**What is being asked:** Scan the records below and copy every line that contains the string "green".

**Input for this task:**
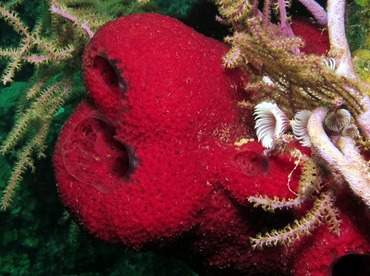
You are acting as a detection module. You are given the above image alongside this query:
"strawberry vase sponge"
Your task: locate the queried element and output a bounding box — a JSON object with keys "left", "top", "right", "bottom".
{"left": 53, "top": 13, "right": 370, "bottom": 275}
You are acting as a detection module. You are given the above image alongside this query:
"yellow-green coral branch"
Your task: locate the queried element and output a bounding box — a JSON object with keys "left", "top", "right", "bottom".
{"left": 0, "top": 82, "right": 63, "bottom": 154}
{"left": 248, "top": 195, "right": 303, "bottom": 212}
{"left": 1, "top": 138, "right": 37, "bottom": 209}
{"left": 0, "top": 5, "right": 29, "bottom": 36}
{"left": 0, "top": 3, "right": 75, "bottom": 84}
{"left": 1, "top": 80, "right": 71, "bottom": 209}
{"left": 250, "top": 191, "right": 340, "bottom": 249}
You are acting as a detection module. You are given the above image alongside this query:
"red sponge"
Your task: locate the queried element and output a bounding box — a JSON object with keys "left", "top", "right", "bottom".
{"left": 53, "top": 13, "right": 369, "bottom": 275}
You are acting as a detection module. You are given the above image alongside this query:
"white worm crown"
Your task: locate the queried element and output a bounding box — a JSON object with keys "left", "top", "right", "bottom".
{"left": 254, "top": 102, "right": 290, "bottom": 148}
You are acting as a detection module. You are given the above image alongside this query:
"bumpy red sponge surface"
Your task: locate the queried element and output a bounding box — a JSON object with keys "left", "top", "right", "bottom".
{"left": 53, "top": 13, "right": 370, "bottom": 275}
{"left": 54, "top": 13, "right": 248, "bottom": 248}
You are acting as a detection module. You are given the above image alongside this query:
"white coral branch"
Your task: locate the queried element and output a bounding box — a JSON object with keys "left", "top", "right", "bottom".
{"left": 327, "top": 0, "right": 355, "bottom": 78}
{"left": 298, "top": 0, "right": 327, "bottom": 25}
{"left": 327, "top": 0, "right": 370, "bottom": 139}
{"left": 307, "top": 107, "right": 370, "bottom": 208}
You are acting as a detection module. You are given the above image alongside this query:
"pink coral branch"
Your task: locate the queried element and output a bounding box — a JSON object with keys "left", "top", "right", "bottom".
{"left": 50, "top": 3, "right": 94, "bottom": 39}
{"left": 262, "top": 0, "right": 271, "bottom": 30}
{"left": 277, "top": 0, "right": 295, "bottom": 37}
{"left": 298, "top": 0, "right": 327, "bottom": 25}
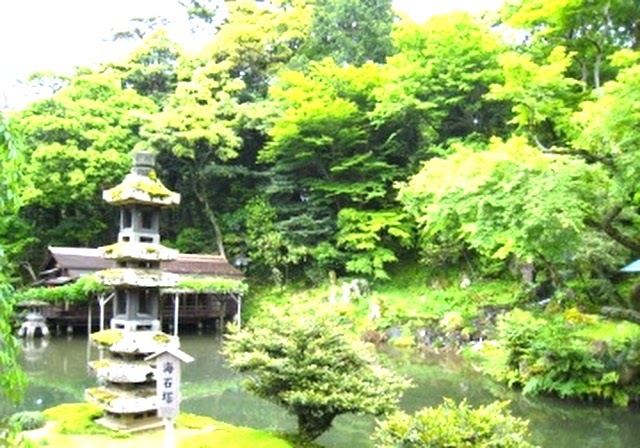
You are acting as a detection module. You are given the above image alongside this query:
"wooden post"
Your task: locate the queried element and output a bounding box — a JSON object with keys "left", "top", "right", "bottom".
{"left": 173, "top": 294, "right": 179, "bottom": 337}
{"left": 163, "top": 417, "right": 176, "bottom": 448}
{"left": 146, "top": 348, "right": 194, "bottom": 448}
{"left": 100, "top": 294, "right": 105, "bottom": 331}
{"left": 234, "top": 294, "right": 242, "bottom": 328}
{"left": 87, "top": 299, "right": 92, "bottom": 336}
{"left": 98, "top": 293, "right": 114, "bottom": 332}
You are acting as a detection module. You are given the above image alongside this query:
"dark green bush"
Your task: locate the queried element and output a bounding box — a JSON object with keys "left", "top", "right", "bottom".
{"left": 488, "top": 309, "right": 637, "bottom": 405}
{"left": 7, "top": 411, "right": 45, "bottom": 431}
{"left": 372, "top": 398, "right": 537, "bottom": 447}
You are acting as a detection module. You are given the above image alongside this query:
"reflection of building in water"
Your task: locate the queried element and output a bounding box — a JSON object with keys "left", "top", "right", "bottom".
{"left": 20, "top": 337, "right": 50, "bottom": 364}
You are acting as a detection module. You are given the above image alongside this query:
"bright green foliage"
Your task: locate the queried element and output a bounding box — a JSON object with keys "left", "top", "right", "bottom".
{"left": 488, "top": 46, "right": 584, "bottom": 144}
{"left": 573, "top": 51, "right": 640, "bottom": 196}
{"left": 144, "top": 0, "right": 314, "bottom": 257}
{"left": 223, "top": 306, "right": 410, "bottom": 441}
{"left": 486, "top": 309, "right": 640, "bottom": 405}
{"left": 144, "top": 59, "right": 244, "bottom": 256}
{"left": 373, "top": 12, "right": 507, "bottom": 151}
{"left": 336, "top": 208, "right": 412, "bottom": 280}
{"left": 244, "top": 197, "right": 307, "bottom": 284}
{"left": 0, "top": 114, "right": 27, "bottom": 404}
{"left": 0, "top": 283, "right": 25, "bottom": 404}
{"left": 261, "top": 60, "right": 392, "bottom": 201}
{"left": 501, "top": 0, "right": 640, "bottom": 88}
{"left": 13, "top": 72, "right": 157, "bottom": 246}
{"left": 11, "top": 274, "right": 108, "bottom": 304}
{"left": 1, "top": 114, "right": 28, "bottom": 447}
{"left": 188, "top": 0, "right": 313, "bottom": 100}
{"left": 109, "top": 29, "right": 183, "bottom": 105}
{"left": 372, "top": 398, "right": 537, "bottom": 448}
{"left": 260, "top": 59, "right": 412, "bottom": 279}
{"left": 146, "top": 67, "right": 243, "bottom": 161}
{"left": 398, "top": 137, "right": 606, "bottom": 270}
{"left": 0, "top": 114, "right": 26, "bottom": 213}
{"left": 174, "top": 276, "right": 248, "bottom": 294}
{"left": 302, "top": 0, "right": 395, "bottom": 65}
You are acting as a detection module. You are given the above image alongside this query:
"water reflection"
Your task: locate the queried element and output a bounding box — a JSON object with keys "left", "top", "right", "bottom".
{"left": 2, "top": 335, "right": 639, "bottom": 448}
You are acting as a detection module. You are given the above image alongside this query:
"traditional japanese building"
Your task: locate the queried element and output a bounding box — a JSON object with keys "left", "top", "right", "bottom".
{"left": 85, "top": 151, "right": 183, "bottom": 431}
{"left": 36, "top": 247, "right": 244, "bottom": 334}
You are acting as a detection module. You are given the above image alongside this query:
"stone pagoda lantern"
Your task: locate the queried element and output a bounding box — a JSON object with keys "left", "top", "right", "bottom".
{"left": 85, "top": 151, "right": 184, "bottom": 432}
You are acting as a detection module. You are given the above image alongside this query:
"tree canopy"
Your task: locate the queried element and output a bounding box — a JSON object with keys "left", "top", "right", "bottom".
{"left": 2, "top": 0, "right": 638, "bottom": 297}
{"left": 0, "top": 112, "right": 27, "bottom": 404}
{"left": 223, "top": 306, "right": 409, "bottom": 441}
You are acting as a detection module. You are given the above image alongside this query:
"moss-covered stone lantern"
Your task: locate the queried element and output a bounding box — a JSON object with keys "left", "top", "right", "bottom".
{"left": 98, "top": 151, "right": 180, "bottom": 331}
{"left": 86, "top": 151, "right": 183, "bottom": 432}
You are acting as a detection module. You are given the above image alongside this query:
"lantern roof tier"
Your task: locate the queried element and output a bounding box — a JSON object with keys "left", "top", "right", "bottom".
{"left": 88, "top": 359, "right": 155, "bottom": 384}
{"left": 103, "top": 172, "right": 180, "bottom": 207}
{"left": 95, "top": 268, "right": 179, "bottom": 288}
{"left": 100, "top": 242, "right": 179, "bottom": 262}
{"left": 85, "top": 386, "right": 157, "bottom": 414}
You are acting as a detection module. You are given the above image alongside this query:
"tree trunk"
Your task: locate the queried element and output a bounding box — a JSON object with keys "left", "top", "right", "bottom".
{"left": 586, "top": 206, "right": 640, "bottom": 254}
{"left": 601, "top": 306, "right": 640, "bottom": 324}
{"left": 191, "top": 169, "right": 227, "bottom": 258}
{"left": 297, "top": 410, "right": 336, "bottom": 442}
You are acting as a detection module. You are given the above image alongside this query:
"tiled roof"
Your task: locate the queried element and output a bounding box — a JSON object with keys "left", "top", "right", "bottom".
{"left": 44, "top": 247, "right": 244, "bottom": 280}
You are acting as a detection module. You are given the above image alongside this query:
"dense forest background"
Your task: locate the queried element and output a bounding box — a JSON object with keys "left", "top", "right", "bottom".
{"left": 1, "top": 0, "right": 639, "bottom": 296}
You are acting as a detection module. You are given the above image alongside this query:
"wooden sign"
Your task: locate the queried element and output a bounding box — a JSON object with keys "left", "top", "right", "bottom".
{"left": 146, "top": 348, "right": 194, "bottom": 419}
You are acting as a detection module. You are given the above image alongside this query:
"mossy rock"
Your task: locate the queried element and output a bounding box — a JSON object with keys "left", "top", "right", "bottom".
{"left": 152, "top": 332, "right": 172, "bottom": 344}
{"left": 91, "top": 329, "right": 123, "bottom": 347}
{"left": 88, "top": 359, "right": 112, "bottom": 370}
{"left": 389, "top": 335, "right": 416, "bottom": 348}
{"left": 85, "top": 388, "right": 118, "bottom": 406}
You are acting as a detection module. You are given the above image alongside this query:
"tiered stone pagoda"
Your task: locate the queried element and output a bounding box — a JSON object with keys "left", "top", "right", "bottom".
{"left": 85, "top": 151, "right": 183, "bottom": 431}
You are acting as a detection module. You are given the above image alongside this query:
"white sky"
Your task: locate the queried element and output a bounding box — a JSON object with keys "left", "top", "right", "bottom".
{"left": 0, "top": 0, "right": 503, "bottom": 109}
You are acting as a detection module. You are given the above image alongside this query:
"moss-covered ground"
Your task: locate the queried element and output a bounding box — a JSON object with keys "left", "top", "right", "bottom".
{"left": 23, "top": 403, "right": 300, "bottom": 448}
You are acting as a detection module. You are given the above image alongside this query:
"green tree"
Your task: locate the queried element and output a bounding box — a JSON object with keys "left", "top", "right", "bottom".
{"left": 109, "top": 29, "right": 184, "bottom": 106}
{"left": 302, "top": 0, "right": 395, "bottom": 65}
{"left": 398, "top": 137, "right": 611, "bottom": 278}
{"left": 143, "top": 0, "right": 314, "bottom": 259}
{"left": 571, "top": 50, "right": 640, "bottom": 253}
{"left": 143, "top": 61, "right": 244, "bottom": 257}
{"left": 501, "top": 0, "right": 640, "bottom": 89}
{"left": 336, "top": 208, "right": 412, "bottom": 280}
{"left": 244, "top": 196, "right": 306, "bottom": 284}
{"left": 259, "top": 59, "right": 413, "bottom": 279}
{"left": 0, "top": 112, "right": 28, "bottom": 404}
{"left": 223, "top": 306, "right": 409, "bottom": 441}
{"left": 13, "top": 71, "right": 157, "bottom": 248}
{"left": 487, "top": 46, "right": 584, "bottom": 148}
{"left": 373, "top": 12, "right": 507, "bottom": 155}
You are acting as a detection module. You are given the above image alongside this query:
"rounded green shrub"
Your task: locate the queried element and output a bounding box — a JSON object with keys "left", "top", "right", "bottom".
{"left": 372, "top": 398, "right": 537, "bottom": 448}
{"left": 8, "top": 411, "right": 46, "bottom": 431}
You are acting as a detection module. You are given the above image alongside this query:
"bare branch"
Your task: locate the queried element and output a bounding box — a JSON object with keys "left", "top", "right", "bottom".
{"left": 533, "top": 135, "right": 614, "bottom": 166}
{"left": 586, "top": 206, "right": 640, "bottom": 253}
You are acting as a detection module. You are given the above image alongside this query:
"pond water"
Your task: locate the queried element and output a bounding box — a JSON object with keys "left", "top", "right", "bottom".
{"left": 3, "top": 334, "right": 640, "bottom": 447}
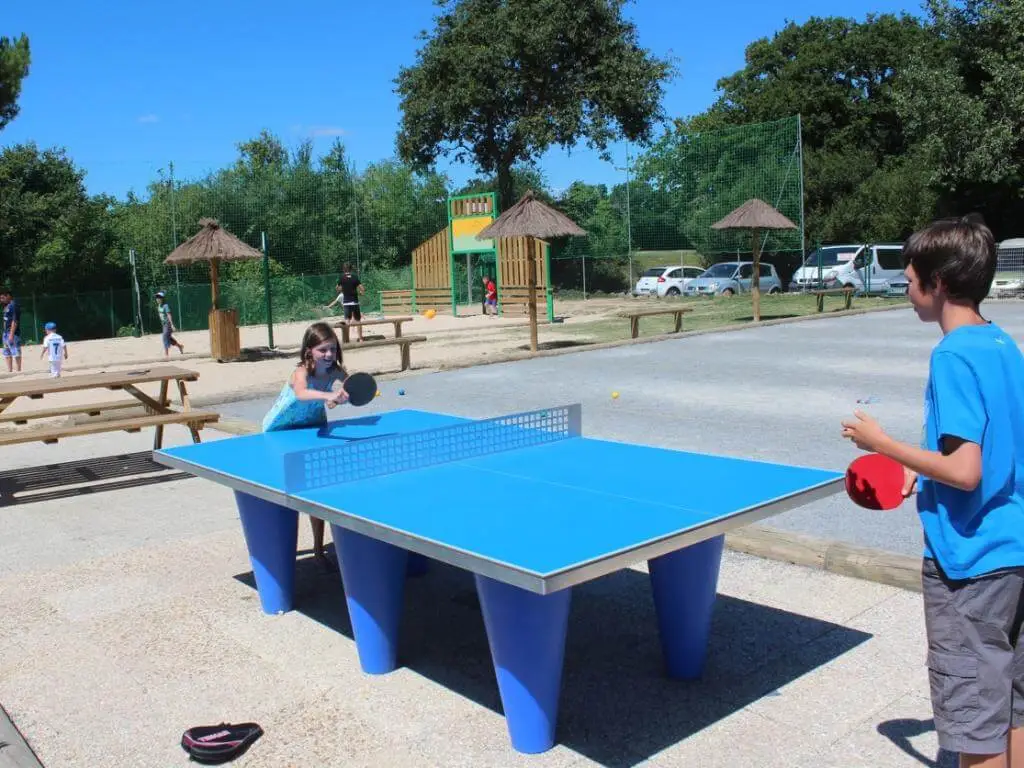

**Response to this exercise:**
"yellow-green coral branch"
"dark green bush"
"bright green foliage"
"green tree"
"rounded green shrub"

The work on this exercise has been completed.